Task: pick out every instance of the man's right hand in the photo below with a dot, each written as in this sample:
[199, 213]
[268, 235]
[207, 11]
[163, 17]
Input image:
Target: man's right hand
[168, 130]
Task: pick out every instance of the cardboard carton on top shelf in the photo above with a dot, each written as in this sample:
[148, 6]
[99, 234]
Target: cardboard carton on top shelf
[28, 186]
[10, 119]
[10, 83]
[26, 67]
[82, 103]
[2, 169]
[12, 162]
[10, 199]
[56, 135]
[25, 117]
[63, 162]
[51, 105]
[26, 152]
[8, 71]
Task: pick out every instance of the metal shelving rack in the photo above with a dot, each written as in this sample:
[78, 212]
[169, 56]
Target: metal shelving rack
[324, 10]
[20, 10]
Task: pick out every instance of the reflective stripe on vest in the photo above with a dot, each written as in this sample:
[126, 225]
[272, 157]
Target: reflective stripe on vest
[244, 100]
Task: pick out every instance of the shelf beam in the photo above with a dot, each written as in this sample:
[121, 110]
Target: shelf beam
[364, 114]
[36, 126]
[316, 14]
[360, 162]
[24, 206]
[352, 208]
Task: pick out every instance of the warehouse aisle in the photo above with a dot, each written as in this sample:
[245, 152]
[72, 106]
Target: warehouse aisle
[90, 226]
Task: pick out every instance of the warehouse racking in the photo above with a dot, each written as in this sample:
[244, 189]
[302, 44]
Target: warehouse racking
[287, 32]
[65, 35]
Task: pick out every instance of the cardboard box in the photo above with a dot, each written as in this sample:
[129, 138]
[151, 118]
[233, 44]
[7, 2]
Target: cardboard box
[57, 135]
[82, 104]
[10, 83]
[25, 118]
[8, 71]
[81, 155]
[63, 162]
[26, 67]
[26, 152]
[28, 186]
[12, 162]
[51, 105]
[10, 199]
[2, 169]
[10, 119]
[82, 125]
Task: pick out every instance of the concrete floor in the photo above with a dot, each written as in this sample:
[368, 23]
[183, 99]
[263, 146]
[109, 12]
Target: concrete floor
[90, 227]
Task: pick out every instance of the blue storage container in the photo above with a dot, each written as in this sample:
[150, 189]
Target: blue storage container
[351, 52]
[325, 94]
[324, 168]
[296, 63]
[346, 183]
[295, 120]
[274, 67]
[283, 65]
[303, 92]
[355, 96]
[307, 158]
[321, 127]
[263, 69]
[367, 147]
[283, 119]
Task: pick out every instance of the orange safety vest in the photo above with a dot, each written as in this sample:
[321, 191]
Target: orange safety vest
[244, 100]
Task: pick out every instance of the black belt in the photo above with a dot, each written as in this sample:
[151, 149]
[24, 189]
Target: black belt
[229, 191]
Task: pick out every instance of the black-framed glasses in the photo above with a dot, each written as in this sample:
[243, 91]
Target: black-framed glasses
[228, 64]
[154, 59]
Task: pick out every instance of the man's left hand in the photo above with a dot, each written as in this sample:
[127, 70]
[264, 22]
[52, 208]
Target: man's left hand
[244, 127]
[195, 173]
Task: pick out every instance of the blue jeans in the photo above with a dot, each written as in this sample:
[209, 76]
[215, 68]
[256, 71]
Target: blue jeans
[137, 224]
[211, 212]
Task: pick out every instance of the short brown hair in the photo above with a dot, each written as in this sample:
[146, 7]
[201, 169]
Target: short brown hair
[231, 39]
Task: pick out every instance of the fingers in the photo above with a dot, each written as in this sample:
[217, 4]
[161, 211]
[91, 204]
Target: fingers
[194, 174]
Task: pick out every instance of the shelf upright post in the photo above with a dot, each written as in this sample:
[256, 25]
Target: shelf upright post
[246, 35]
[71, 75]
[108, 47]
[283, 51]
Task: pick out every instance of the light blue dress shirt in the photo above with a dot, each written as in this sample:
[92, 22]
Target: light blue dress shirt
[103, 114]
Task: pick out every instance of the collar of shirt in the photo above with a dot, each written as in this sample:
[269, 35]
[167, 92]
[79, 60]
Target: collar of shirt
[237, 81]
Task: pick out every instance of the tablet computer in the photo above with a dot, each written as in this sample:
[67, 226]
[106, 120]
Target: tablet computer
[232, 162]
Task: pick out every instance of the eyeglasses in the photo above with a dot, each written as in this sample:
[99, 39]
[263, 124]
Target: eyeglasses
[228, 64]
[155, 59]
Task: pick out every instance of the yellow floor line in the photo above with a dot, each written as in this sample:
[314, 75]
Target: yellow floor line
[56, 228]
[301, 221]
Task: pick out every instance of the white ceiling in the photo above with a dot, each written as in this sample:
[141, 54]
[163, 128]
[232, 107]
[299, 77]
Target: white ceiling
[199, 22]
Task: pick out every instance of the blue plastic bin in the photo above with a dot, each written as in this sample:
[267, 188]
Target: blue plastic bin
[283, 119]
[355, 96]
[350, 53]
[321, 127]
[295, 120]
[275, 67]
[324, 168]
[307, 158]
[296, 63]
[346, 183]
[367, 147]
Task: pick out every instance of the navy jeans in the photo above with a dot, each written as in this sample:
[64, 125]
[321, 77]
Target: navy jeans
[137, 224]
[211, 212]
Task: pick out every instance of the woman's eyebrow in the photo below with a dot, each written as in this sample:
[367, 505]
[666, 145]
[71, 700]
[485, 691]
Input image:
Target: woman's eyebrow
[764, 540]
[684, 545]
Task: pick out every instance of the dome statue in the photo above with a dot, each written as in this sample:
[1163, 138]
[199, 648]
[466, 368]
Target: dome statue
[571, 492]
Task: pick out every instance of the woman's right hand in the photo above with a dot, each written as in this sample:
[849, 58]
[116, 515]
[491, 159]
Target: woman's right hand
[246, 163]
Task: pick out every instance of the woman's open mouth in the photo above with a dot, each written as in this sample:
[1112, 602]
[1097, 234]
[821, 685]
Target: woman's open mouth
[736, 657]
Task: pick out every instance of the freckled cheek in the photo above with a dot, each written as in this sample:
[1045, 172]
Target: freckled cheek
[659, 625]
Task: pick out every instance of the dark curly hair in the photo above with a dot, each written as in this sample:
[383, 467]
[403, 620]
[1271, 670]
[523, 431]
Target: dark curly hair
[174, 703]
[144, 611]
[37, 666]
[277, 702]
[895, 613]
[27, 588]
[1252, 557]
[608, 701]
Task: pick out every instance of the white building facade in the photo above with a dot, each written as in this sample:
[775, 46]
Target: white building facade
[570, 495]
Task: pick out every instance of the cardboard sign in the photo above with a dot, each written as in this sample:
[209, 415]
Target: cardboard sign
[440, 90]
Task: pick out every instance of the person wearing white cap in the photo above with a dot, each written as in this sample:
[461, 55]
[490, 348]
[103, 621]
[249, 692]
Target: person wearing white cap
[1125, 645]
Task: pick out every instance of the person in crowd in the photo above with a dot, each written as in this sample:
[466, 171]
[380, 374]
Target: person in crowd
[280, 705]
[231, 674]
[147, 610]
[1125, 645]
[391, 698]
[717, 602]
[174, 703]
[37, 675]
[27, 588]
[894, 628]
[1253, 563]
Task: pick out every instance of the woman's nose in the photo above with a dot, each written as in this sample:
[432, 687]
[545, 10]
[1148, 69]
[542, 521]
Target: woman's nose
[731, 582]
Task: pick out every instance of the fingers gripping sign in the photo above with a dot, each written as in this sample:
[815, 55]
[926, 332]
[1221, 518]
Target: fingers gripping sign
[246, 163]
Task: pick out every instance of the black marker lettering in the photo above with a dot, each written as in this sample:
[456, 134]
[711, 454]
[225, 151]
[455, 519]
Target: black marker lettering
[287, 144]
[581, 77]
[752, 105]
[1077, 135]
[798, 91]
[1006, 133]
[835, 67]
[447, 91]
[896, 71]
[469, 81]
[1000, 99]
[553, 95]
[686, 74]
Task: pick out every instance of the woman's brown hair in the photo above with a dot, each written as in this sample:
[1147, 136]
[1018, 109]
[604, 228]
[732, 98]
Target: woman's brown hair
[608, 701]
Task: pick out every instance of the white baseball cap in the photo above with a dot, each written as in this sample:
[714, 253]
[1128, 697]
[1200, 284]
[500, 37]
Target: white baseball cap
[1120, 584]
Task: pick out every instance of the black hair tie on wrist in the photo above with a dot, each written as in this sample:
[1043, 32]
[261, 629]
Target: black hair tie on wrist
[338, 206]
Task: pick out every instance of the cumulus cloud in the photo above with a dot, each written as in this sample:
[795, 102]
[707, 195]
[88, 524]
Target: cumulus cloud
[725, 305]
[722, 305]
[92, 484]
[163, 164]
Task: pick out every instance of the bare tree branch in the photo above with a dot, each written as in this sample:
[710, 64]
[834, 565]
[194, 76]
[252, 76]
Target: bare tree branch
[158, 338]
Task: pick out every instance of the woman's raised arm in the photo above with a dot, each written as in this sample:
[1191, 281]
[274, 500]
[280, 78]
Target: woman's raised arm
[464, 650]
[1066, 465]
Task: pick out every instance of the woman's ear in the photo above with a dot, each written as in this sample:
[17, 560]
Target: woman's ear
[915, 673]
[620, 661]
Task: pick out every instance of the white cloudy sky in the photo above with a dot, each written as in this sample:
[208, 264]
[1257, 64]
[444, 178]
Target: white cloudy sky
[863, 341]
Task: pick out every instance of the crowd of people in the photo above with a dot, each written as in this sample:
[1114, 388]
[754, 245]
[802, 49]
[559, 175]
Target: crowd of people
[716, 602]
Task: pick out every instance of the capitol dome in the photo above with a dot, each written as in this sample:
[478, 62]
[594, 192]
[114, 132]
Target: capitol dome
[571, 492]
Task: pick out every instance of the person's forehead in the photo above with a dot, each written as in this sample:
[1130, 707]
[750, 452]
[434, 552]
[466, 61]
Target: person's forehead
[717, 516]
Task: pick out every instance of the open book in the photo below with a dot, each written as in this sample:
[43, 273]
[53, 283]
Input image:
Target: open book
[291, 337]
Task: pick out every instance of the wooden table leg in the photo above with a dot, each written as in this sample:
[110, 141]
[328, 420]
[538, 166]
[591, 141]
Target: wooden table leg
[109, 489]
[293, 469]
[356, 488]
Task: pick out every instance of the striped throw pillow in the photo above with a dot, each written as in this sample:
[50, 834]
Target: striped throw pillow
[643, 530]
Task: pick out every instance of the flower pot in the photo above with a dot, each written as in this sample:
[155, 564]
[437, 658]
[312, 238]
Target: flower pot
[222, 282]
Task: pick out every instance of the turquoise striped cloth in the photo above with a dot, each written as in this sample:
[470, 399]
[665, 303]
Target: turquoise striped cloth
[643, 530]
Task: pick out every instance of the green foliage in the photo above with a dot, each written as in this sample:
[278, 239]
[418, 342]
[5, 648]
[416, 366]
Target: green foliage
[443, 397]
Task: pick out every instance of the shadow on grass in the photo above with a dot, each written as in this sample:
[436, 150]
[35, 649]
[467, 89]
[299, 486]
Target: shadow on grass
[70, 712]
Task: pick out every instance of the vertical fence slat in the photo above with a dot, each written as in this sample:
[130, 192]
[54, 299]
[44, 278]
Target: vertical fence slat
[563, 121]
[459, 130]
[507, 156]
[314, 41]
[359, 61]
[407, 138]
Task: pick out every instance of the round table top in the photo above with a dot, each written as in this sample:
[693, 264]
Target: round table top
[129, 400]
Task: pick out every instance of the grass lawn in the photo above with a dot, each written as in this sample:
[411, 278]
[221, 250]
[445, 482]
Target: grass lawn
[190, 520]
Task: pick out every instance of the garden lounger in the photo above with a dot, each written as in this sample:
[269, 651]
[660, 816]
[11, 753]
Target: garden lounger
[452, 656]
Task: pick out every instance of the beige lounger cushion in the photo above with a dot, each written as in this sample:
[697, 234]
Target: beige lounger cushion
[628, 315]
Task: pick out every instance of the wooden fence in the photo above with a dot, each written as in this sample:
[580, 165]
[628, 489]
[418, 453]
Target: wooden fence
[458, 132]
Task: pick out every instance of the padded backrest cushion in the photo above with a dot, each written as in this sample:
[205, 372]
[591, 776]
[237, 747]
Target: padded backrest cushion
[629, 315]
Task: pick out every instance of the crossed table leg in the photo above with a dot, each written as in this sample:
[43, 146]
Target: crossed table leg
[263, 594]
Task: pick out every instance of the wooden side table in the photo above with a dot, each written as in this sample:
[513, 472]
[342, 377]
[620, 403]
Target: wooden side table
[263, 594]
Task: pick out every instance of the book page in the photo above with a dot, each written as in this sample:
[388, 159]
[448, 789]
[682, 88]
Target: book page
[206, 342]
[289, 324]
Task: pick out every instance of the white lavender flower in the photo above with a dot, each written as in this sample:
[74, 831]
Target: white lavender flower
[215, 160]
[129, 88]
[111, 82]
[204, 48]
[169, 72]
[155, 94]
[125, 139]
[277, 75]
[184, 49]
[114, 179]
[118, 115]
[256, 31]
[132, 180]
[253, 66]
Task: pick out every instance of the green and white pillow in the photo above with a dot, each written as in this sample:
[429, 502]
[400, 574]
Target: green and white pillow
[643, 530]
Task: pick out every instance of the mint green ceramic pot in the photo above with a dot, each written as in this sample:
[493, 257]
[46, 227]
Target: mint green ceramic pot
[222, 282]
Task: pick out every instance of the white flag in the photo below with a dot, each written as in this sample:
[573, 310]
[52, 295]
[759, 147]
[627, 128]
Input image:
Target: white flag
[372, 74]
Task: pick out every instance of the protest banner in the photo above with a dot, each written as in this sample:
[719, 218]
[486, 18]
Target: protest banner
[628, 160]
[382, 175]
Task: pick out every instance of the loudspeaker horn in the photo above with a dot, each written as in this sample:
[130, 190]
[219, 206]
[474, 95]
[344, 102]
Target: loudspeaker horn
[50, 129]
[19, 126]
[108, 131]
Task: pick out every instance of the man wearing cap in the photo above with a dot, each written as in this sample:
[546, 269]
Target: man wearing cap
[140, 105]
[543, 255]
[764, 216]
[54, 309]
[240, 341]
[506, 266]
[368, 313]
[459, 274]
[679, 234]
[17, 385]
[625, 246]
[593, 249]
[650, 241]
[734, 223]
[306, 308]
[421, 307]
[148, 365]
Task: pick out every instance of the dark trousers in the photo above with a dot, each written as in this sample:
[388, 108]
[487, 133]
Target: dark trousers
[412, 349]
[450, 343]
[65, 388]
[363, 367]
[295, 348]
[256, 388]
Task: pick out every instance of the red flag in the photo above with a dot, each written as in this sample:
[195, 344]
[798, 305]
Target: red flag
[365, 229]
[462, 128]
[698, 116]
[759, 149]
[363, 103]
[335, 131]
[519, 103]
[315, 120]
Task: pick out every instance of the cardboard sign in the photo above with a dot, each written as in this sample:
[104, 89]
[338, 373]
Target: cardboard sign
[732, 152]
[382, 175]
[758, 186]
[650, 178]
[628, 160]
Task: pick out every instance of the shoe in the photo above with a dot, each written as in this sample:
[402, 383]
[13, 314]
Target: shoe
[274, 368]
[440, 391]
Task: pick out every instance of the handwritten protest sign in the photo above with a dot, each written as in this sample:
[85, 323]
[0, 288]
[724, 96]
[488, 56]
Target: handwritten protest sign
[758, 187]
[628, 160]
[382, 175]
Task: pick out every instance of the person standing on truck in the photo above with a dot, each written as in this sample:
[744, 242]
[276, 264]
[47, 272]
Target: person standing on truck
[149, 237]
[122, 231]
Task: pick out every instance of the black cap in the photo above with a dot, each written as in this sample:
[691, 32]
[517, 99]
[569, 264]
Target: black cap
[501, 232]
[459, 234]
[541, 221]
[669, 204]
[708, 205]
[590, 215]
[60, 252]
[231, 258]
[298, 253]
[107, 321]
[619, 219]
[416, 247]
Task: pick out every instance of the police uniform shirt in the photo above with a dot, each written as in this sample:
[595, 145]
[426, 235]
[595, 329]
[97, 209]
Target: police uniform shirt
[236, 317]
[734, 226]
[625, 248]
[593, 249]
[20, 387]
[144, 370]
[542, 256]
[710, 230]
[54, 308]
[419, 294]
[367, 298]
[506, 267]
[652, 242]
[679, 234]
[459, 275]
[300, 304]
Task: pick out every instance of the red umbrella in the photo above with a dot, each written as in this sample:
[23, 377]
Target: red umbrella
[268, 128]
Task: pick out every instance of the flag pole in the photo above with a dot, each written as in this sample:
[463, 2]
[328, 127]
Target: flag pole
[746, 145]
————
What you will do: Count the lines above that contain the word "below". Give only the number.

Exercise solution: 4